(Items listed in a dataset)
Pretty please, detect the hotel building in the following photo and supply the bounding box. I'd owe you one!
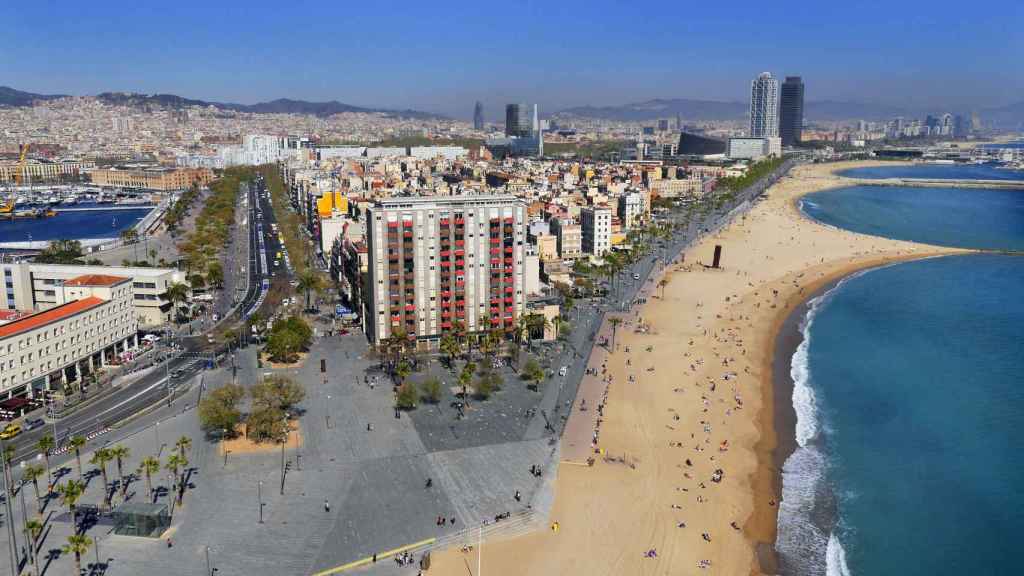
[0,274,138,399]
[366,195,527,345]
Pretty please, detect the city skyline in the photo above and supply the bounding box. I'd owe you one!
[2,1,1021,118]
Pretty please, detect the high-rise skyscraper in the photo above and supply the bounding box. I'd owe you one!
[749,72,779,138]
[779,76,804,147]
[473,101,484,130]
[505,103,532,138]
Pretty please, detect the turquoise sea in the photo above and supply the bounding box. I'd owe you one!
[778,168,1024,575]
[838,163,1024,181]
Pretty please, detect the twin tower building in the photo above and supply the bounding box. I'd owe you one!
[750,72,804,147]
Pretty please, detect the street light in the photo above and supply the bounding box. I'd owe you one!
[257,480,264,524]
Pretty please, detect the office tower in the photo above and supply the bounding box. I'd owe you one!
[473,101,484,130]
[531,104,539,135]
[505,103,532,137]
[365,195,527,344]
[749,72,779,138]
[779,76,804,146]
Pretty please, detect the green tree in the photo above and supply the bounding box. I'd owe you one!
[608,317,623,349]
[164,282,190,323]
[439,333,460,370]
[89,447,114,510]
[175,436,192,460]
[521,358,545,391]
[251,376,306,412]
[246,406,287,443]
[296,269,324,311]
[458,361,476,397]
[139,457,161,503]
[23,464,45,516]
[68,435,87,480]
[37,434,55,493]
[109,444,130,498]
[395,382,417,410]
[62,533,92,576]
[56,479,85,519]
[420,376,443,404]
[24,518,43,573]
[198,383,245,435]
[206,261,224,288]
[33,239,85,264]
[165,453,189,506]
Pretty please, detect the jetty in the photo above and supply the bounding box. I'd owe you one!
[846,177,1024,190]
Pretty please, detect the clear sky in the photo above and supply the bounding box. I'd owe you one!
[2,0,1020,118]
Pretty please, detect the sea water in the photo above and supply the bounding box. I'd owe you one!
[779,177,1024,575]
[0,205,153,244]
[838,163,1024,181]
[800,185,1024,251]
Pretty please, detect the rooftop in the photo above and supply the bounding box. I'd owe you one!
[0,297,106,339]
[63,274,131,287]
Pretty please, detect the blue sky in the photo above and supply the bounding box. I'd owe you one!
[2,0,1020,117]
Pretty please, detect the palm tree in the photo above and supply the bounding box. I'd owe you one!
[174,436,192,460]
[439,333,460,370]
[37,434,55,493]
[609,317,623,349]
[139,457,161,503]
[68,435,87,479]
[296,269,324,311]
[62,533,92,576]
[23,464,45,516]
[165,454,188,506]
[90,447,114,510]
[109,444,130,497]
[25,518,42,574]
[658,278,669,299]
[164,282,190,324]
[57,479,85,520]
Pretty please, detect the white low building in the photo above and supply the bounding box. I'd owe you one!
[0,274,139,399]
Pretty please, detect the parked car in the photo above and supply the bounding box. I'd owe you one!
[23,418,44,431]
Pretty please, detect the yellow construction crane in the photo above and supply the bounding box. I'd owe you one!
[14,143,29,186]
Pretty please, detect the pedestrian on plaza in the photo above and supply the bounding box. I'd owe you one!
[324,499,330,513]
[514,490,521,502]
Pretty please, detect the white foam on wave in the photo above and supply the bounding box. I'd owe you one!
[826,531,852,576]
[776,443,830,573]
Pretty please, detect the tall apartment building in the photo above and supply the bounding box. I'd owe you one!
[0,274,138,399]
[366,195,527,345]
[779,76,805,147]
[581,206,612,257]
[750,72,779,138]
[617,192,646,229]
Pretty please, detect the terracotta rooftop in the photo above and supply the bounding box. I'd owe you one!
[63,274,130,287]
[0,310,27,323]
[0,297,106,339]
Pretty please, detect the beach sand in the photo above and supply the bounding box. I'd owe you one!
[428,160,963,575]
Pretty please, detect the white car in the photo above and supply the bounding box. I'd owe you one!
[559,366,568,377]
[632,273,641,280]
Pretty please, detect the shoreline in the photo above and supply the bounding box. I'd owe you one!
[748,251,959,574]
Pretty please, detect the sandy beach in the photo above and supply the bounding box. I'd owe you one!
[428,160,964,575]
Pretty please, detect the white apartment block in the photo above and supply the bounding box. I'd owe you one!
[581,206,612,257]
[366,195,527,345]
[2,263,188,327]
[0,274,139,399]
[618,192,645,229]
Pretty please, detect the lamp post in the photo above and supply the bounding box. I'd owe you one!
[257,480,263,524]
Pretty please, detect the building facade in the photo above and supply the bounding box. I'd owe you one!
[365,195,527,345]
[0,274,138,399]
[549,218,582,259]
[581,206,612,257]
[780,76,805,147]
[473,101,485,130]
[2,263,188,327]
[89,167,214,191]
[0,159,90,184]
[750,72,779,138]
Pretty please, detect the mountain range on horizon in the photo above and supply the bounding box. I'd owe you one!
[2,85,1022,128]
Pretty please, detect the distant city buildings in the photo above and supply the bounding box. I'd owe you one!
[749,72,779,138]
[473,101,485,130]
[780,76,804,147]
[88,167,214,191]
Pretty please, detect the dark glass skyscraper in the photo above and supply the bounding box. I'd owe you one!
[473,101,484,130]
[504,103,531,137]
[780,76,804,147]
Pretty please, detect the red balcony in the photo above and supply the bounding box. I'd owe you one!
[489,258,499,265]
[440,250,451,258]
[504,297,514,304]
[505,286,514,293]
[456,281,465,288]
[504,257,513,264]
[504,267,514,274]
[455,259,465,267]
[490,307,499,315]
[402,219,414,227]
[441,321,452,329]
[441,300,452,308]
[455,240,465,247]
[440,218,450,226]
[405,304,416,312]
[455,218,465,225]
[504,246,513,253]
[456,310,466,318]
[442,310,452,318]
[490,237,501,244]
[504,217,514,223]
[441,290,452,298]
[387,221,399,228]
[489,248,500,255]
[491,317,501,325]
[403,231,413,239]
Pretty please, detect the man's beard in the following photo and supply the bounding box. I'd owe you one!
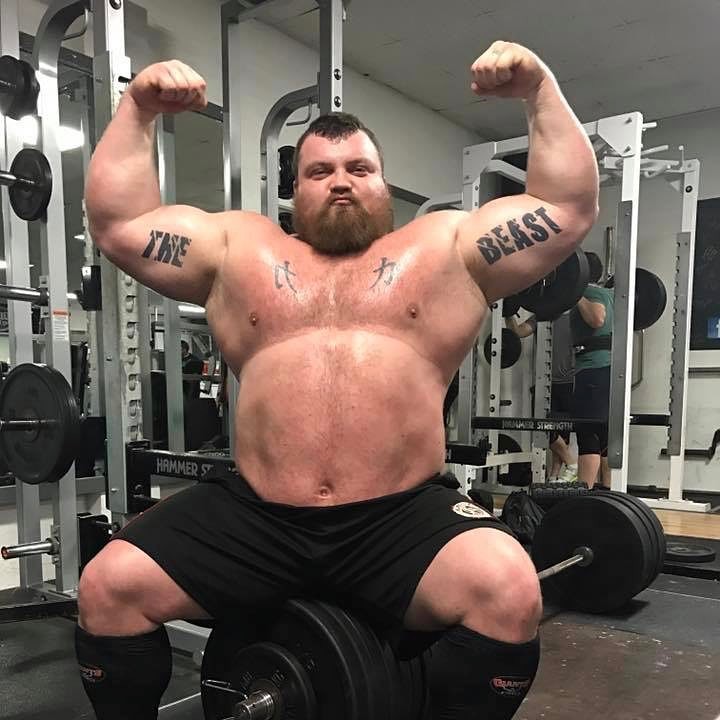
[293,195,394,256]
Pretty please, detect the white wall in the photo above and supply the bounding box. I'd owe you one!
[583,108,720,492]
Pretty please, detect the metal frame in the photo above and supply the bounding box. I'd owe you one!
[157,114,185,451]
[643,160,707,512]
[1,0,44,591]
[91,0,135,524]
[0,0,85,601]
[457,113,703,506]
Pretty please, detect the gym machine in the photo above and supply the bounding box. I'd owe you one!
[442,114,705,511]
[0,0,88,621]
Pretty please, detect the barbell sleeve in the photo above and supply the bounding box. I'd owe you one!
[233,691,275,720]
[0,169,40,189]
[1,538,59,560]
[0,283,48,305]
[0,418,57,431]
[537,546,594,581]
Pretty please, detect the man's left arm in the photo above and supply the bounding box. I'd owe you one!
[456,42,599,303]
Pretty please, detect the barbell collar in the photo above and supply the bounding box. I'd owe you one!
[537,546,594,581]
[233,690,275,720]
[1,538,59,560]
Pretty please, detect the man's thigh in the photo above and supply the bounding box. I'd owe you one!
[114,474,309,619]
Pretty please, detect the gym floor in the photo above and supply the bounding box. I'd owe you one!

* WORK REQUIRED:
When you print the entries, keep every line exactly as it is and drop the pictures.

* RESPONSE TO THE EXERCISE:
Pretty please, detect the hotel building in the following photo and supply the bounding box. I'd owe you one!
[0,274,138,399]
[366,195,527,345]
Pretty please, detect the city skyline in the photo above and supply the bounding box. I'd owe you one!
[2,1,1021,118]
Pretty please, detect the high-rise skyscraper in the photo above and supply the bounding box. I'd owe you one!
[749,72,779,138]
[779,76,804,147]
[473,101,484,130]
[505,103,532,138]
Pretty please, detect the turquoise sea in the photo above and supply the bounding box. I'd owe you one!
[778,168,1024,575]
[838,163,1024,181]
Pretty please, detect the twin tower building in the photo above and supply the bounding box. I'd owe you one!
[750,72,804,147]
Pretty please, detect the street light in the photo above and supply the bounding box. I'd owe you one!
[257,480,264,524]
Pretty please, detect the office tower in the photo above and supply the bounding box. I'd owe you one!
[473,101,484,130]
[531,104,539,135]
[505,103,532,137]
[365,195,527,344]
[749,72,779,138]
[779,76,804,146]
Pretty please, detect the green tree in the photo above and supply the bounding box. I'd owe you one!
[608,317,623,349]
[164,282,190,323]
[439,333,460,370]
[89,447,114,510]
[175,436,192,460]
[521,358,545,391]
[251,376,306,412]
[246,406,287,443]
[296,269,324,311]
[458,361,476,397]
[139,457,161,503]
[23,464,45,516]
[68,435,87,480]
[37,434,55,493]
[109,444,130,498]
[395,382,417,410]
[62,533,92,576]
[56,479,85,519]
[420,376,443,404]
[24,518,43,573]
[198,383,245,435]
[206,261,224,288]
[33,239,85,264]
[165,453,189,506]
Pretty please, detect the jetty in the photo above and supply the bounding box. I'd owe you one!
[846,177,1024,190]
Pretty please, detect the clear sky in the photo above and supply the bounding box. I'd owe you one!
[2,0,1020,118]
Pretty please, detect the sea water in the photo above and supply the bounding box. I'd owe you one!
[779,177,1024,575]
[0,205,153,244]
[838,163,1024,181]
[800,185,1024,251]
Pretty please, detect the rooftop in the photo above and supply the bounding box. I'd owe you one!
[0,297,106,339]
[63,274,131,287]
Pretty please, detect the blue sky in the photo above and supply the bounding box. I'd owe you one!
[2,0,1020,117]
Pretty please, detect the palm tree in the photo above and supply the bounding box. I'd owe you one!
[174,436,192,460]
[439,333,460,370]
[37,434,55,493]
[609,317,623,349]
[139,457,161,503]
[68,435,87,479]
[296,269,324,311]
[62,533,92,576]
[23,464,45,516]
[165,454,188,506]
[90,447,114,510]
[109,444,130,497]
[25,518,42,574]
[658,278,669,299]
[164,282,190,324]
[57,479,85,520]
Pretty please, detect the white low building in the photo above and supply the bounding box. I'd owe you one!
[0,274,139,399]
Pretty please, detect the parked car in the photo above and supply the bounding box. I'd owe you one!
[23,418,44,431]
Pretty please, detect the yellow construction crane in the photo above and supply the bounding box. I'd owe you one!
[14,143,29,186]
Pretty please, detect the pedestrian on plaza in the photo above and supply the bounding box. I'd owe you one!
[324,499,330,513]
[514,490,521,502]
Pretty please, detect the white foam on wave in the photo above and supply the bounding box. I'd owe you one!
[826,531,852,576]
[776,443,830,573]
Pretty please, detect the tall apartment building in the photo above and supply the bounding box. I'd owe you one!
[0,274,138,399]
[366,195,527,345]
[779,76,805,147]
[581,206,612,257]
[750,72,779,138]
[617,192,646,229]
Pretty please, detect the terracotta rooftop in the photo above and supply the bounding box. I'd owe you one!
[63,274,130,287]
[0,310,27,323]
[0,297,106,339]
Pretty please, detect the beach sand in the photo above and supply the bounding box. I'd owe you one!
[428,160,963,575]
Pretty please, detect the white car in the photo above and supply the bounding box. I'd owe you one!
[559,366,568,377]
[632,273,641,280]
Pretty please, detect the shoreline in the photo above and supply the bounding box. I'd owe you one!
[748,251,959,574]
Pretty please, detect the sandy beach in the photo above and supply the bounding box. I'd owe you one!
[428,160,964,575]
Pretty please, detect the white apartment block in the photo above and supply the bounding box. I'd owe you one!
[581,206,612,257]
[366,195,527,345]
[2,263,188,327]
[0,274,139,399]
[618,192,645,229]
Pretty please, detect the lamp post in the photo above and supply the bounding box. I'd owe you one!
[257,480,263,524]
Pretty please, detect the building facade in the photo above and supply the bounding box. I'd owe you one!
[365,195,527,345]
[0,274,138,399]
[549,218,582,259]
[581,206,612,257]
[780,76,805,147]
[473,101,485,130]
[2,263,188,327]
[89,167,214,191]
[0,159,90,184]
[750,72,779,138]
Pretty please, detect the mountain range on horizon in the photo above and supply the bounding box. I'd owe you one!
[2,85,1022,128]
Pretty please, detect the distant city buildings in the photo above and supply the bounding box. I'd owe you one!
[749,72,779,138]
[473,101,485,130]
[780,76,804,147]
[88,167,214,191]
Pretty please, detect the dark glass skyscraper in the photo above and supply the bounding box. I'd owe you one!
[473,101,484,130]
[504,103,531,137]
[780,76,804,147]
Pretty please, detect the red balcony in the photo above and supply the bounding box. I'd owe you one!
[489,258,499,265]
[440,250,451,258]
[504,297,514,304]
[505,286,514,293]
[456,281,465,288]
[504,257,513,264]
[504,267,514,274]
[455,259,465,267]
[490,307,499,315]
[402,219,414,227]
[441,321,452,329]
[441,300,452,308]
[455,240,465,247]
[440,218,450,226]
[405,304,416,312]
[455,218,465,225]
[504,246,513,253]
[456,310,466,318]
[442,310,452,318]
[490,237,501,244]
[504,217,514,223]
[441,290,452,298]
[387,221,399,228]
[489,248,500,255]
[491,317,501,325]
[403,231,413,239]
Pretty please, detect the man's beard in the following photo and supply the bounding box. I'd owe you one!
[293,195,394,256]
Pretty please, detect the white wall in the photo above and supply the bounding box. I'd owe you one!
[583,108,720,492]
Pretty please, detect the metal frame in the photo above and supply the bounding box. I'd owe you one!
[157,114,185,451]
[643,160,707,512]
[1,0,44,591]
[91,0,135,524]
[0,0,85,601]
[457,113,703,506]
Pretty please, detect the gym machine in the photo above and supply the bounding box. I'd owe you one!
[442,114,705,511]
[0,0,88,621]
Pretty please, detect the barbell sleeve in the photo above and supply the bounding box. I'd owe you one!
[233,691,275,720]
[0,169,40,189]
[1,538,59,560]
[0,283,48,305]
[0,418,57,431]
[537,546,594,581]
Pretty please, detect the man's left arm in the photo above and supply the bounding box. I'd owe you one!
[456,42,599,303]
Pretty please, detect the barbell collar in the photo above and supply the bounding box. I'd owe you one!
[537,546,594,581]
[233,690,275,720]
[1,538,59,560]
Pretty please, detect the man's thigh in the photo above and supply the bounding box. I'd owe you one!
[114,474,309,619]
Pretty please, detect the gym floor in the photo above and supply the bounding box. I'd owe you one!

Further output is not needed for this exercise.